_Data to process_
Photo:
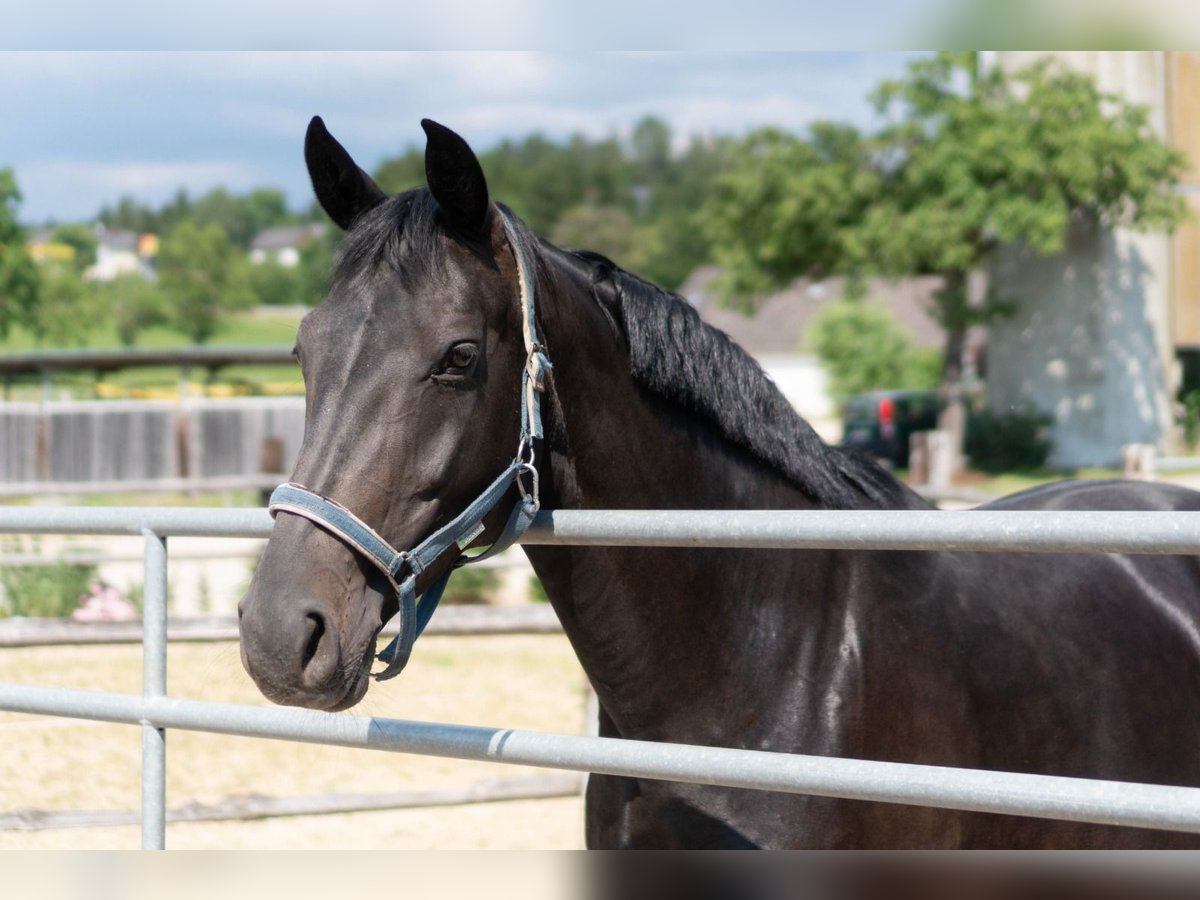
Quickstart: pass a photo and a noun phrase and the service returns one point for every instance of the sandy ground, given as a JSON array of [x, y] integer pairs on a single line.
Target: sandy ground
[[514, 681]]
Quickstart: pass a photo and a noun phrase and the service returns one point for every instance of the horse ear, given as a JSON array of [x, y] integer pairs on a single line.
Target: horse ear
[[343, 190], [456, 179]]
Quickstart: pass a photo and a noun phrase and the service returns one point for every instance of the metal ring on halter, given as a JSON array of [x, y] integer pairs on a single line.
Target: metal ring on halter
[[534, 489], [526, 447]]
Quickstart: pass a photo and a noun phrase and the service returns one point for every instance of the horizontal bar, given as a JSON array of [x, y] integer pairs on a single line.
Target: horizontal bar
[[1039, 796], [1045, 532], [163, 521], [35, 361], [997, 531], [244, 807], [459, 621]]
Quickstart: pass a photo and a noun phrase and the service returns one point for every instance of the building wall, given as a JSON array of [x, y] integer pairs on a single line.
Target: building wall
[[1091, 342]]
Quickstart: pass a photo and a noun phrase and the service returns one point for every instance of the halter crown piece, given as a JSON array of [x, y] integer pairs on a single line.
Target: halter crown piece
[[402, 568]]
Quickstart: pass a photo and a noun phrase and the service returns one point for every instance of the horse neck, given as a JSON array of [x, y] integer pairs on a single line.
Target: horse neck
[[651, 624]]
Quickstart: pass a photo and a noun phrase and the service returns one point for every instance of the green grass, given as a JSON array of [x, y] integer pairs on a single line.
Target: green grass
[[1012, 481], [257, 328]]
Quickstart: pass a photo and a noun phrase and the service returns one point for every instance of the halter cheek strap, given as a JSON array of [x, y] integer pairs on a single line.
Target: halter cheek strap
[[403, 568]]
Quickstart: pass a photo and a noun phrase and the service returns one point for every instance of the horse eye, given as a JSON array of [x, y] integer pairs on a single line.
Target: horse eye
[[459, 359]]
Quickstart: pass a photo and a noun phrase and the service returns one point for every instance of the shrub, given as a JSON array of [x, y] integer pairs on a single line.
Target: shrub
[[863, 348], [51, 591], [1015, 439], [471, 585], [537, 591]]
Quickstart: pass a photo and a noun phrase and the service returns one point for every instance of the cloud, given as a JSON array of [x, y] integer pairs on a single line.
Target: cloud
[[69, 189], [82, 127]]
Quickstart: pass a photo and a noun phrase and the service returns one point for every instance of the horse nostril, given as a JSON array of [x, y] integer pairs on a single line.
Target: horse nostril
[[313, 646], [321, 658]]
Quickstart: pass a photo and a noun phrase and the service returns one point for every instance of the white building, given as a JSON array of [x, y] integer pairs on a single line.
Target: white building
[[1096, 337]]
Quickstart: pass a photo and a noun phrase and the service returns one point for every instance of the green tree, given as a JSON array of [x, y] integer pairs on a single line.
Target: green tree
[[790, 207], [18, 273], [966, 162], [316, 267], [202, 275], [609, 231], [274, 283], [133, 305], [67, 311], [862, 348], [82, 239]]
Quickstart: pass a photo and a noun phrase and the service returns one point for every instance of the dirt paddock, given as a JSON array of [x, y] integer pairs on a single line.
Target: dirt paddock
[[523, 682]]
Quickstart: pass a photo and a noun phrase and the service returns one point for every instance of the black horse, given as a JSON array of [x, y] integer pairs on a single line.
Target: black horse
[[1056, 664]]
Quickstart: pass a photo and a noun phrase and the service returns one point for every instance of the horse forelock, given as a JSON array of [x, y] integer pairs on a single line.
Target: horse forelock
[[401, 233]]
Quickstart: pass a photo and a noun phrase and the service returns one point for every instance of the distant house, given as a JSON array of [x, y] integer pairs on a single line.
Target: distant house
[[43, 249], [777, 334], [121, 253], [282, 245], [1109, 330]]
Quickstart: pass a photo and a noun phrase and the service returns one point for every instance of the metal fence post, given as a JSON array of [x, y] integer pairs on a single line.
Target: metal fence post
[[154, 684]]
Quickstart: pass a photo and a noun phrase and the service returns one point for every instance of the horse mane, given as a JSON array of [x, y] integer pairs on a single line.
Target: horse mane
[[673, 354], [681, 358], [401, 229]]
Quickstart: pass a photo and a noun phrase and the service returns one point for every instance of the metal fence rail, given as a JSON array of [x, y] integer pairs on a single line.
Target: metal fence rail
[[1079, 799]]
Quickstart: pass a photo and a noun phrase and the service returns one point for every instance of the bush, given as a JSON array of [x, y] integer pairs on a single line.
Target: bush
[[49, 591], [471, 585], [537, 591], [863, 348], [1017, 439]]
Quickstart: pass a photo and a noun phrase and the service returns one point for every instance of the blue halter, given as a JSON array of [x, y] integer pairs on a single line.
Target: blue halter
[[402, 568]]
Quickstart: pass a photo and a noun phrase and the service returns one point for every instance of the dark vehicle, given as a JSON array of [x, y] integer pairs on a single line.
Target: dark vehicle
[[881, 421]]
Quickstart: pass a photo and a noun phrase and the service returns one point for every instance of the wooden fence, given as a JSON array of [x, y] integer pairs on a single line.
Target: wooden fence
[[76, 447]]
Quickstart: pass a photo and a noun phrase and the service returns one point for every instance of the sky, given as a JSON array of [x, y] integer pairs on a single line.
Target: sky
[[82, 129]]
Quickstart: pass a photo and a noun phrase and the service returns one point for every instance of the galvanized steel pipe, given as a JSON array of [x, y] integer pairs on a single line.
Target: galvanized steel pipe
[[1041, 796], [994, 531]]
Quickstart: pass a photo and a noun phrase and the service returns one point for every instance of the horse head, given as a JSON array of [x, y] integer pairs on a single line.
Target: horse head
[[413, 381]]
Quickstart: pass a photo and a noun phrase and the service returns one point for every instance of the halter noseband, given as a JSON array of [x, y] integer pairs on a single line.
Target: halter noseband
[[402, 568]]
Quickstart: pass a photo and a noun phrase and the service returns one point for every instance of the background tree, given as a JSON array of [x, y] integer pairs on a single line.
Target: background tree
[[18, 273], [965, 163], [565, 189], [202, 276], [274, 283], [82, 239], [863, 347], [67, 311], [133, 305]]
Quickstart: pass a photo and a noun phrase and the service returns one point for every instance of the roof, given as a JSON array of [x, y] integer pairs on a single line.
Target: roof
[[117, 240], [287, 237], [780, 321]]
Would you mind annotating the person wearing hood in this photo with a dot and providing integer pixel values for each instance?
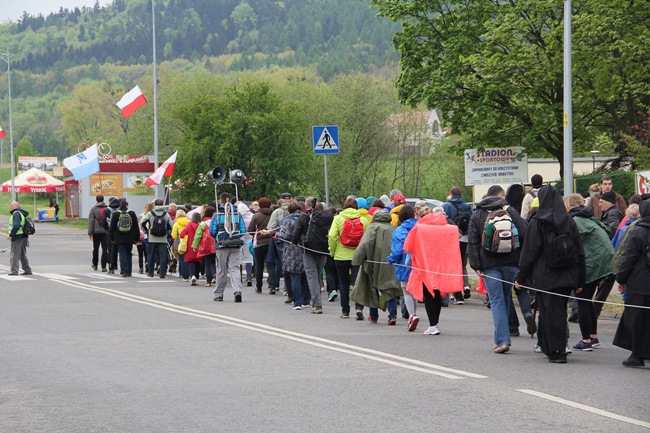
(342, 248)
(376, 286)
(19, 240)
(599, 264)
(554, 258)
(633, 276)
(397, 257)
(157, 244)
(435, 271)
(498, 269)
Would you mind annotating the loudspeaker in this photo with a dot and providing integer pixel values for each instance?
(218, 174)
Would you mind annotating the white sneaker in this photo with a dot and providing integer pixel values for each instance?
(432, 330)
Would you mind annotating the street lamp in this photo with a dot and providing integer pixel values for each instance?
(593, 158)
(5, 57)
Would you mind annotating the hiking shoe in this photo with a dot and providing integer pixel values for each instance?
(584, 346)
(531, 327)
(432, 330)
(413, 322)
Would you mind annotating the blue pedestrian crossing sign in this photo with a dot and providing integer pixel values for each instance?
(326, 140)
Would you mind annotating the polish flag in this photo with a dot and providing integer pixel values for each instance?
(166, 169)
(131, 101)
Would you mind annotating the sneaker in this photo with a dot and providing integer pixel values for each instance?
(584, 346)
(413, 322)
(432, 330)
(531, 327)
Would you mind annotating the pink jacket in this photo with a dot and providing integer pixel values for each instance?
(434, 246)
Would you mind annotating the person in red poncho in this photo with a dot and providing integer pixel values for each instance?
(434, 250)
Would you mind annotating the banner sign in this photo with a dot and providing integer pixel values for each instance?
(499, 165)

* * *

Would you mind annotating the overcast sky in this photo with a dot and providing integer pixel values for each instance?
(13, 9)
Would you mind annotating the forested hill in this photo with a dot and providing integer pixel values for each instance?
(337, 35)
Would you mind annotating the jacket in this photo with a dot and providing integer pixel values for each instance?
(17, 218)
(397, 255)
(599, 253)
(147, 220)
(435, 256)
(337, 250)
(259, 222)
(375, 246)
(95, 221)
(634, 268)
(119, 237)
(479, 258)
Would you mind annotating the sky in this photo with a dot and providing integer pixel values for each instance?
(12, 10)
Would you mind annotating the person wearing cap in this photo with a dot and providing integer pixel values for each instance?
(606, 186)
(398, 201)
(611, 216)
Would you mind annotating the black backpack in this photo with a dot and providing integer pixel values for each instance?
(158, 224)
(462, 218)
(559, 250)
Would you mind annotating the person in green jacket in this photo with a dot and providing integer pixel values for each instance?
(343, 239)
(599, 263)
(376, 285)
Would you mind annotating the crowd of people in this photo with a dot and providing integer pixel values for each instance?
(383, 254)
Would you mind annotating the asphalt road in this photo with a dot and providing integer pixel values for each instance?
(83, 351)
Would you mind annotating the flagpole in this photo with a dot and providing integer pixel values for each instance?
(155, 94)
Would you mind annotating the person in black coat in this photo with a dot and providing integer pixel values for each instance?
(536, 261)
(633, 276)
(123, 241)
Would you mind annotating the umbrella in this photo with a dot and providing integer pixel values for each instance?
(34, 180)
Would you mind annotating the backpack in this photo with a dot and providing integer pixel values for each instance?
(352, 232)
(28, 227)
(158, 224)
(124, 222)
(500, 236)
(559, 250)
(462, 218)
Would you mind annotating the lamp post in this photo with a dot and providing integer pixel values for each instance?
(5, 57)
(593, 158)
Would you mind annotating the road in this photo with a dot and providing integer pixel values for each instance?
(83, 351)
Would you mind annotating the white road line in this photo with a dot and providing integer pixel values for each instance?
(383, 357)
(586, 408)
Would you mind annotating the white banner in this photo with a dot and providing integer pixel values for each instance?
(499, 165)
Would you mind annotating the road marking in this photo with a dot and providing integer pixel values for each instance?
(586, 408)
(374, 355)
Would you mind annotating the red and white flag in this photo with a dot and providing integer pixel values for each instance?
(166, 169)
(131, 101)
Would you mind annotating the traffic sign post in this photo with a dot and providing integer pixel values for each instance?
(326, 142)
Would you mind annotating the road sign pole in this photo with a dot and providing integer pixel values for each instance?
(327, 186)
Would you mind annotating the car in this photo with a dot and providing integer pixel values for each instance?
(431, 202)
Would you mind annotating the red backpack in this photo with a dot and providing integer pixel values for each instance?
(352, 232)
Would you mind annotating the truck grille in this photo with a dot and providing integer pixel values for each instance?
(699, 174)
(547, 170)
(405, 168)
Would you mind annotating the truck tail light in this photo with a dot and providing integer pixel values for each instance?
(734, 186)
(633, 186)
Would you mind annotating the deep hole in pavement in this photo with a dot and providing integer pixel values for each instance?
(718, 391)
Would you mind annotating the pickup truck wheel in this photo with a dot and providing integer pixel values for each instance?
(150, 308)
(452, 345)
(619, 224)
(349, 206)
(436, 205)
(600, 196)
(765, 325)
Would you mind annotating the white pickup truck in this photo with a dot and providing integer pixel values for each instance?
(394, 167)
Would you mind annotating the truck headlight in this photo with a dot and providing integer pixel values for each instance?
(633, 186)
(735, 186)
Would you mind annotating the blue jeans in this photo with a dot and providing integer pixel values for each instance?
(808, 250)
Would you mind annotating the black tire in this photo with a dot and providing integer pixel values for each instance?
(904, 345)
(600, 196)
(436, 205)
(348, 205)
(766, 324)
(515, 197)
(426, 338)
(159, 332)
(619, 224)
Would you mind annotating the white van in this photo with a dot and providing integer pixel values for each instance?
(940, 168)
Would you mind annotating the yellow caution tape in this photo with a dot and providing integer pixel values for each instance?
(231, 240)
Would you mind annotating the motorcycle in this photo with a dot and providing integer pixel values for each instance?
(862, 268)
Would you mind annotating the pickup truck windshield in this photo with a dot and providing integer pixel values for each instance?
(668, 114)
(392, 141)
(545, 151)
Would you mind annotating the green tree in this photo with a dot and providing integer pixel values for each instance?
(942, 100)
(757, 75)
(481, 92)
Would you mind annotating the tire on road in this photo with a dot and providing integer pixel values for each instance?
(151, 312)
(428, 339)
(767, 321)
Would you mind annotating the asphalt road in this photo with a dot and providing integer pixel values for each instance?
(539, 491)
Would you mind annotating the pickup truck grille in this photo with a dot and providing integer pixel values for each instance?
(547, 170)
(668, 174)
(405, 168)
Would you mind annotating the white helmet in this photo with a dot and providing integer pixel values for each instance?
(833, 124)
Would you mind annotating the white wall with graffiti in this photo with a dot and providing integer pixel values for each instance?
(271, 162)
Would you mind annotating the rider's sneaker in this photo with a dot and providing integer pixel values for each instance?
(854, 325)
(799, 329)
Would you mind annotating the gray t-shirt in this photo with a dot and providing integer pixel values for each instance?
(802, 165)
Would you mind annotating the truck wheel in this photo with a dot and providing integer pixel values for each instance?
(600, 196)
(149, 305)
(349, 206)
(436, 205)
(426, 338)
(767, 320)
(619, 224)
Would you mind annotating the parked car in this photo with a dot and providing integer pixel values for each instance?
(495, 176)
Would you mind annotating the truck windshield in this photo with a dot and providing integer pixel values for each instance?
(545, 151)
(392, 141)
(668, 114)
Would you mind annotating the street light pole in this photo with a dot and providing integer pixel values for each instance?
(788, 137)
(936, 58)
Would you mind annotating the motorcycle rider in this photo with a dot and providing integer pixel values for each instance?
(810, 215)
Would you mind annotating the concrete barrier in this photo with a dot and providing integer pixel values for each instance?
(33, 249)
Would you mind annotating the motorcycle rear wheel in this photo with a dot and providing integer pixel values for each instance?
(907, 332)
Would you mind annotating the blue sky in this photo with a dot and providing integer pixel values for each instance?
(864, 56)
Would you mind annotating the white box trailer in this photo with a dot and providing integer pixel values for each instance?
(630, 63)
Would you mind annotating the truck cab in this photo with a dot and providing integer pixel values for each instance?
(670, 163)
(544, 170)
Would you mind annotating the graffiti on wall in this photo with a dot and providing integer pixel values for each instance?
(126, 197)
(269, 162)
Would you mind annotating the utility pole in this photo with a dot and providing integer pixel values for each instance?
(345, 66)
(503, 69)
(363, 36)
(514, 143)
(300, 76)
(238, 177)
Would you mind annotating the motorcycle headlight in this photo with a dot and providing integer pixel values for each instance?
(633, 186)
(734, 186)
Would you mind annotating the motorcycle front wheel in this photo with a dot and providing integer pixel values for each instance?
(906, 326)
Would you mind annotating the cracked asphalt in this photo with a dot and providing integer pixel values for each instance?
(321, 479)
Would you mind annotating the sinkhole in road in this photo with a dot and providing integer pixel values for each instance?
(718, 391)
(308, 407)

_Required work_
Exactly the lines above from the one with "Target: metal fence post" to the one with "horse mane, given", both included, are to be quoted; leave the rest out.

_Result of the exercise_
Target: metal fence post
[[154, 684]]
Quickstart: pass a photo and a noun phrase and the service returns one point for every instance of the horse mane, given as a JSON array of [x, y] integer pairs on a single line.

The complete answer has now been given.